-- EXERCISE DATA follows --
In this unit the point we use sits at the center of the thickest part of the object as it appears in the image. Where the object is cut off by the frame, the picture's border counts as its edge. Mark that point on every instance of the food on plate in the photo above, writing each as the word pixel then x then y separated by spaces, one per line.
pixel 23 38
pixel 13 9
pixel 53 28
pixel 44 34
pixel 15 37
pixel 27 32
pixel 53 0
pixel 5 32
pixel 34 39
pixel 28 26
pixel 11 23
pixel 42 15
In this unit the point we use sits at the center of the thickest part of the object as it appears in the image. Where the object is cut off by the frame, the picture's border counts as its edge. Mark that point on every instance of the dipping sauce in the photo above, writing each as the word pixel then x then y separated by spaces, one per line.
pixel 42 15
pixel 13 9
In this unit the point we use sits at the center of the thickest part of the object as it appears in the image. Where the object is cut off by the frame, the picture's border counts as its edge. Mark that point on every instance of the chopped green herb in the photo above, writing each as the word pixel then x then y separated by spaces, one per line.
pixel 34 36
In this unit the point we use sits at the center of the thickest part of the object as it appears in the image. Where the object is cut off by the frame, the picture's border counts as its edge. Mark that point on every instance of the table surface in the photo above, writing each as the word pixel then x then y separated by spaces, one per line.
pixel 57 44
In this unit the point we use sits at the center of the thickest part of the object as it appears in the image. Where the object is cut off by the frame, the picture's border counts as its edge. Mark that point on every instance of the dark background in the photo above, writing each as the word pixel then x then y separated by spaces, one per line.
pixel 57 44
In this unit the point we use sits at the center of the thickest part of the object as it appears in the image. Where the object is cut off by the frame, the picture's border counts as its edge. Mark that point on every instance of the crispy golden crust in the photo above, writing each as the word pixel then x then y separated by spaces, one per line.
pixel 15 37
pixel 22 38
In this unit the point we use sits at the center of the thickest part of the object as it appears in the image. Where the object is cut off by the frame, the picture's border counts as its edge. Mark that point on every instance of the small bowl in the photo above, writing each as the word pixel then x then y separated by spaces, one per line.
-- EXERCISE DATA concluded --
→ TO DO: Copy the lines above exactly, leaving every word as it is.

→ OUTPUT BELOW:
In this unit the point we use sits at the center of the thickest part of the object as it appears in the image. Where the object is cut off by the frame, the picture's border counts as its edge. Mark that point on every instance of the food on plate in the photo above, writing each as the word pixel then x then y separated by spaces, one per line.
pixel 23 38
pixel 13 9
pixel 53 28
pixel 44 34
pixel 15 37
pixel 27 32
pixel 53 0
pixel 5 32
pixel 34 39
pixel 28 26
pixel 11 23
pixel 42 15
In this unit the point we use sits at the center of the thickest part of the object as it appears in the image. Where the object is cut off by the frame, the picture's border counts as its edge. Mark that point on every instance of the dipping sauce in the photo above, writing each as the word pixel then x then y separated by spaces, one per line.
pixel 42 15
pixel 13 9
In this unit the point we use sits at the center of the thickest part of the object as it appears in the image. Where the object is cut off by the frame, the picture's border counts as its edge. Mark that point on every instance of the chopped green herb in the photo above, writing each as the word pixel then x then y separated by spaces, one per line.
pixel 34 36
In this unit the point we use sits at the center of the thickest part of the object as it appears in the image. Where the object is cut off by the frame, the picture's border counts as its edge. Mark that point on every instance of the table surface in the photo above, writing each as the word pixel then x then y separated by spaces, one per line.
pixel 57 44
In this unit the point we use sits at the center of the thickest part of the object as it appears in the image. Where the object is cut off by the frame, the picture's border counts as its edge. Mark that point on every instance of the dark background in the photo above, writing each as the word pixel then x then y separated by spaces, one per line.
pixel 57 44
In this unit the point we use sits at the center of the thickest part of the object as it appears in the image. Where the object is cut off by the frame, the picture's border counts as its edge. Mark that point on every instance of the crispy golden crust in the photo above, writing each as the word pixel then x then y separated by spaces, one per line.
pixel 15 37
pixel 22 38
In this unit the point we use sits at the center of the thickest part of the object as it appears in the image. Where the object is cut off by the frame, the picture's border counts as its edge. Mark that point on every instance of the small bowl in the photo above, writing each as the word pixel then x then y separated by spaces, one per line.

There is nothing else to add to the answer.